◆ Task description:
Tally the lines in the items below that contain the string "grass", with case counting. Give only the number.

++++++++++

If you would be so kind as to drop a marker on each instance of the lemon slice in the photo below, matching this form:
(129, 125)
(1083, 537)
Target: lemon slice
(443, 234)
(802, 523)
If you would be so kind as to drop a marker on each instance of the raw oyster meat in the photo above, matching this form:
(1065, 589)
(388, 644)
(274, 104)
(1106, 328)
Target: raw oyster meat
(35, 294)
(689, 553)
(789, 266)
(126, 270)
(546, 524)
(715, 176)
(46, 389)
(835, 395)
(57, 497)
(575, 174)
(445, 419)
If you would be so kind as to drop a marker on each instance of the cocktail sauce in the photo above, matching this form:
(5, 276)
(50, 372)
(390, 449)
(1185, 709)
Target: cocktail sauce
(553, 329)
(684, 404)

++++++++++

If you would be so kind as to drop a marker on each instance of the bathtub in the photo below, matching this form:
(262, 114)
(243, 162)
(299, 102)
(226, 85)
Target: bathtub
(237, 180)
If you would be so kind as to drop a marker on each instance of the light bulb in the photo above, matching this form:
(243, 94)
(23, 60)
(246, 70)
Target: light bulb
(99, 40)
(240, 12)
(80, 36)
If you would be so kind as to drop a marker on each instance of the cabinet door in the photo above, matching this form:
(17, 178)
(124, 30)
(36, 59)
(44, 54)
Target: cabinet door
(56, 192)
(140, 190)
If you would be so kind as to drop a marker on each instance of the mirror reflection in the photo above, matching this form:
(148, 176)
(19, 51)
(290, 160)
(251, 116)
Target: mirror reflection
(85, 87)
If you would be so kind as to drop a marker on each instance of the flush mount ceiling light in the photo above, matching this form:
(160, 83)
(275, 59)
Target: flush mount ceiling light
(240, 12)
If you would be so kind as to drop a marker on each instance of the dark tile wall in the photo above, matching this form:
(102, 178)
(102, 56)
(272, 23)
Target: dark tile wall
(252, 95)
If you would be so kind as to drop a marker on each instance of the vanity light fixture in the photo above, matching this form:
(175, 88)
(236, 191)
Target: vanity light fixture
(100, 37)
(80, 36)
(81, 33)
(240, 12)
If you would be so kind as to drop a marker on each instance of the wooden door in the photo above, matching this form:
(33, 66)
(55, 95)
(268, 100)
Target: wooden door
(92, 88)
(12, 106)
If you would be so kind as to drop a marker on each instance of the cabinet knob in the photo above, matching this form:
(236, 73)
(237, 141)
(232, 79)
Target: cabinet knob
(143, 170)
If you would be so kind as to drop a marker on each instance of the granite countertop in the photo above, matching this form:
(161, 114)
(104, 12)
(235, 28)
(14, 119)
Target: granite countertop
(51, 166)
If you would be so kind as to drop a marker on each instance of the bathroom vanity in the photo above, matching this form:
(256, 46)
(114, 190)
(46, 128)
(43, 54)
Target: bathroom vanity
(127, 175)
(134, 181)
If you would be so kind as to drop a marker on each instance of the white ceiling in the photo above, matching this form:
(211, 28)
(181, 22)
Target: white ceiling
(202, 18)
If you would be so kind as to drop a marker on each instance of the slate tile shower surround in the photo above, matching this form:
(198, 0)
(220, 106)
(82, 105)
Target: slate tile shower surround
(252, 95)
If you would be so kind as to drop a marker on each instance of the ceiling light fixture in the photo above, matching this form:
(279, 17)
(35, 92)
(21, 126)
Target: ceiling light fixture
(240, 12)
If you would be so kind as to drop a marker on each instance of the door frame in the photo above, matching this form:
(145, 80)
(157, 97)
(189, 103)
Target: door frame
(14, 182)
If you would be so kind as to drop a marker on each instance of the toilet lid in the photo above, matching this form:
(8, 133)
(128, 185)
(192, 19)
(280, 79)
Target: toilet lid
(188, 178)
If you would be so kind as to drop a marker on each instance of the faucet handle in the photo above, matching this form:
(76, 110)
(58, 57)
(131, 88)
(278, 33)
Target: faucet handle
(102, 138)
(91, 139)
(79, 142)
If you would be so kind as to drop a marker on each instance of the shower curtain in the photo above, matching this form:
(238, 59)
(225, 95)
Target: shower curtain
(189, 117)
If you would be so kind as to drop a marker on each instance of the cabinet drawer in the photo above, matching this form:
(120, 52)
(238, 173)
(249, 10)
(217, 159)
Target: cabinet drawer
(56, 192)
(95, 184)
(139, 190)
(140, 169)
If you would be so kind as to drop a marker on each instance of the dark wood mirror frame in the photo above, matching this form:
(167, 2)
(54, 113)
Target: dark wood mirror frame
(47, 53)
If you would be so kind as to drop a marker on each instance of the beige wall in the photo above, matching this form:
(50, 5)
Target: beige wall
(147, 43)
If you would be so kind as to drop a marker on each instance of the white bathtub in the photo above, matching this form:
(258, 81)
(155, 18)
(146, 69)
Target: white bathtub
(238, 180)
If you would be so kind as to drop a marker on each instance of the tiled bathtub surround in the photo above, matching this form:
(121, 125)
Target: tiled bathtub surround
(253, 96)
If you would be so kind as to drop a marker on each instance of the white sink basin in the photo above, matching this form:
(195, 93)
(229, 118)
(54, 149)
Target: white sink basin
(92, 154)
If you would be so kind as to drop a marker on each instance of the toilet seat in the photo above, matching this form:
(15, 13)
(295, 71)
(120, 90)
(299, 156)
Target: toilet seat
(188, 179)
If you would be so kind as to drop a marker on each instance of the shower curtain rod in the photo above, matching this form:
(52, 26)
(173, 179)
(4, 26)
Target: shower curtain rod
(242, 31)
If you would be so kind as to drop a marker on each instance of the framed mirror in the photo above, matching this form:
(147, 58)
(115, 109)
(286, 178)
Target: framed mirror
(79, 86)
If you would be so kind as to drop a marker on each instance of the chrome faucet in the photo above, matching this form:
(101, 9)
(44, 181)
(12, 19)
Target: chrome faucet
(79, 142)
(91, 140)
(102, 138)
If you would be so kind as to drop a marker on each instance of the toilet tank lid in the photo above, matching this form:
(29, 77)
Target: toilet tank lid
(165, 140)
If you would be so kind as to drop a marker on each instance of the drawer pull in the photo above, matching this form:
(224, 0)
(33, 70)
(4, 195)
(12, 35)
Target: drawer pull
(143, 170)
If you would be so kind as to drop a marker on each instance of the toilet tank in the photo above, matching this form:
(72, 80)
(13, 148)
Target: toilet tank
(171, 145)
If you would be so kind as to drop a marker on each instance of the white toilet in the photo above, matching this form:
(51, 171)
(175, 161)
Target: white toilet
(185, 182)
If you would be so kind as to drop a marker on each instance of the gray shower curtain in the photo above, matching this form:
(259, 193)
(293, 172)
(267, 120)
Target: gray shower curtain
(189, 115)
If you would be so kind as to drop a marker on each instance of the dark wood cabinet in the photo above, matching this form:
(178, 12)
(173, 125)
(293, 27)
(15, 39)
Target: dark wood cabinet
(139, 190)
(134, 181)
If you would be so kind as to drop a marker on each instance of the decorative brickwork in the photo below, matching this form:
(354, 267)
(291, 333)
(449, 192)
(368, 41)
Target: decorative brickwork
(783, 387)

++++++++++

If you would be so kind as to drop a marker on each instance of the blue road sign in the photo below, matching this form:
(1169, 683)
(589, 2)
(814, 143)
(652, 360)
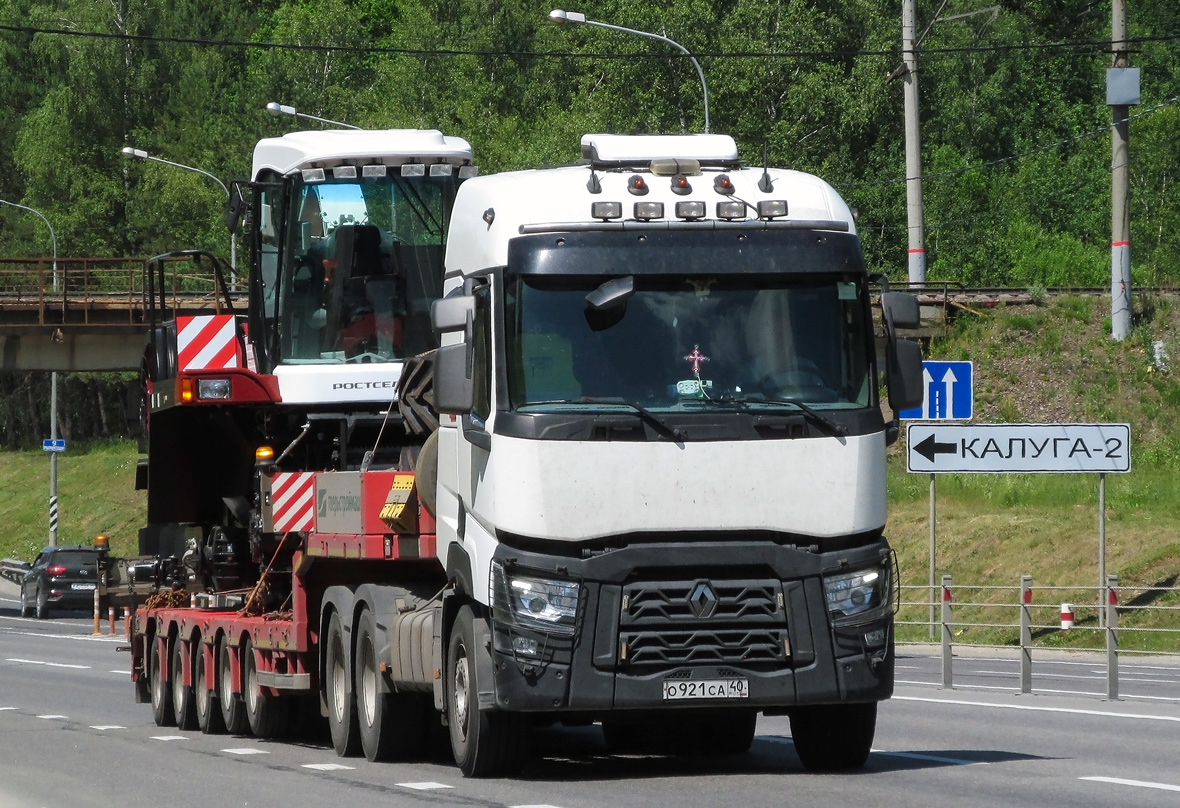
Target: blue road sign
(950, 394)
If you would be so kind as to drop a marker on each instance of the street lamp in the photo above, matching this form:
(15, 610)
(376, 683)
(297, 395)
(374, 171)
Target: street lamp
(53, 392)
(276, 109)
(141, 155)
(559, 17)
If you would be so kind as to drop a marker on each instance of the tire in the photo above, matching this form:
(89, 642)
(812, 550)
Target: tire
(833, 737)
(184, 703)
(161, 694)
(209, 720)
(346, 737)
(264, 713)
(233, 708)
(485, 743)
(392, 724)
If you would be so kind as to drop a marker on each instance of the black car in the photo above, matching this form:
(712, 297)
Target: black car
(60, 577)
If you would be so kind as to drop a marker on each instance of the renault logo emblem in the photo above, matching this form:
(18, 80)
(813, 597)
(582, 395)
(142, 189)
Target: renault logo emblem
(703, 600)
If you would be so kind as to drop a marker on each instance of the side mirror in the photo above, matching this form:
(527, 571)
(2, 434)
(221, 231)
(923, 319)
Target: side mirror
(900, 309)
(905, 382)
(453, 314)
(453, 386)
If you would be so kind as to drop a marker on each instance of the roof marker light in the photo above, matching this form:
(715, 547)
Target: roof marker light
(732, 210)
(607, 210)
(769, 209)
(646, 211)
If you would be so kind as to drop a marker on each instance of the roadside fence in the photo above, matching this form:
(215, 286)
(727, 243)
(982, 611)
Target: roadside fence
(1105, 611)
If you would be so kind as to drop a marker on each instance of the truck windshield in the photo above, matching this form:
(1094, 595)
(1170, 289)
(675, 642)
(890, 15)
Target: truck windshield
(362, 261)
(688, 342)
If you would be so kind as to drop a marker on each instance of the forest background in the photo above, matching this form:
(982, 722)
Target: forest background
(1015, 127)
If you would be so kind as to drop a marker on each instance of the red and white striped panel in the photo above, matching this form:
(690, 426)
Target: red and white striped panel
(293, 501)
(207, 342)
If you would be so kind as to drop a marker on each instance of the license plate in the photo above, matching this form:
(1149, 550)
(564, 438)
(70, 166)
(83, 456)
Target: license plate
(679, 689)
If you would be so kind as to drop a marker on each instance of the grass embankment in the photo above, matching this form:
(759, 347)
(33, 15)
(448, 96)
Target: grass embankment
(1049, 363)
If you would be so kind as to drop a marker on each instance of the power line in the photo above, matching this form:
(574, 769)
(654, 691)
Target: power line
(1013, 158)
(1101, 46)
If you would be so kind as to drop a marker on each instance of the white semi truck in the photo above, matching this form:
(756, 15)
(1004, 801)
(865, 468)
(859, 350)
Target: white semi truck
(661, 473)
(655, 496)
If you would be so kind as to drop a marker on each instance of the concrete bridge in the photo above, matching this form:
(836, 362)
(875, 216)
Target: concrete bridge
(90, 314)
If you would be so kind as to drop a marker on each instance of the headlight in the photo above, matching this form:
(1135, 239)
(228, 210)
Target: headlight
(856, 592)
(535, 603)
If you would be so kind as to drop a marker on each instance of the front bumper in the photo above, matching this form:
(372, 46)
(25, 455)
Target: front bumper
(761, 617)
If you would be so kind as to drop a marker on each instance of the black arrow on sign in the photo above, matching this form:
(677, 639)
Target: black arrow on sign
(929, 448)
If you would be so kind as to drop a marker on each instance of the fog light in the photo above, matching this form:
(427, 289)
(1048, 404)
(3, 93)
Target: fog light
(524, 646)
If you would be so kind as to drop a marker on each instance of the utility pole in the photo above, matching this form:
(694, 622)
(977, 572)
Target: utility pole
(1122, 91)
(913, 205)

++++++++++

◆ Answer in full:
2